++++ QUOTED TEXT ++++

Wheat (1) - Part 4

Image 326
image 27 of 50

This transcription is complete

MONDAY, 2nd SEPTEMBER, 1918.

( At Perth.)

Present:

Hon. W. C. Angwin, M.L.A. ( Chairman).

Hon. J. F. Allen, M.L.C.

S. M. Brown, Esq., M.L.A.

Hon. R. G. Ardagh, M.L.C.

T. H. Harrison, Esq., M.L.A.


THOMAS SYDNEY JOHN HALL, further examined:

6779A. By the CHAIRMAN: Can you tell the Commission what steps have been taken by the officials of the Scheme, the advisory board, or the Minister in the way of making investigations to protect the wheat from weevil?— I would like a little time to prepare a statement on that, because many things have been done.

6780. What has been done; we can find no record of anything?— I thought the subject had been fully gone into by Mr Keys, the General Manager.

6781. Mr Keys only assumed his present position last December; what was done before that?— Between the seasons 1915-16 and 1916-17 and before the wheat of the latter season was stacked, all the old sites were cleaned up, or were supposed to have been cleaned up. These sites were at various ports and at sidings in the country. I understand that what was done was not considered efficient, inasmuch as the weevil got down to as far as six or seven inches below the surface. At Fremantle the earth was turned up, and weevil was found to be as low as seven inches beneath the surface.

6782. Have you read the evidence given by Dr. Hargraves before the South Australian Royal Commission?— No.

6783. I suppose the Board and the Manager have had the evidence given by that gentleman?— Not that I know of. Mr. Keys has had a report sent to him privately by the Scheme in Adelaide, but whether it contains Dr. Hargraves' evidence, I do not know. What we did have was a confidential report, which Dr. Hargraves made to the Adelaide Scheme in connection with the treatment of weevil. That report is on our file.

6784. Has that report been investigated by officers of the Scheme here?— Mr. Pearse looked at the particular machine for the destruction of weevil, invented by Dr. Hargraves, and which is now in use in South Australia.

++++ SUPPLIED DATA ++++

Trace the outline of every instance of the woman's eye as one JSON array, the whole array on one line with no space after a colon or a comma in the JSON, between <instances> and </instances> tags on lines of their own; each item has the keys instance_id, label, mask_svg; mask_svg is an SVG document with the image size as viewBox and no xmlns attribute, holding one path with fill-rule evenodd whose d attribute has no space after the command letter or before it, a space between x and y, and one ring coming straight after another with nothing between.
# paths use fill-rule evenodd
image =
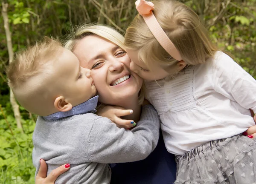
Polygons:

++++

> [SHORT TASK A] Reproduce the wheat commission transcript above word for word, between "6780. What has" and "Royal Commission?— No.", inclusive.
> [SHORT TASK B] In the wheat commission transcript, how far below the surface was weevil found when the earth was turned up at Fremantle?

> [CORRECT OUTPUT A]
6780. What has been done; we can find no record of anything?— I thought the subject had been fully gone into by Mr Keys, the General Manager.

6781. Mr Keys only assumed his present position last December; what was done before that?— Between the seasons 1915-16 and 1916-17 and before the wheat of the latter season was stacked, all the old sites were cleaned up, or were supposed to have been cleaned up. These sites were at various ports and at sidings in the country. I understand that what was done was not considered efficient, inasmuch as the weevil got down to as far as six or seven inches below the surface. At Fremantle the earth was turned up, and weevil was found to be as low as seven inches beneath the surface.

6782. Have you read the evidence given by Dr. Hargraves before the South Australian Royal Commission?— No.

> [CORRECT OUTPUT B] As low as seven inches beneath the surface.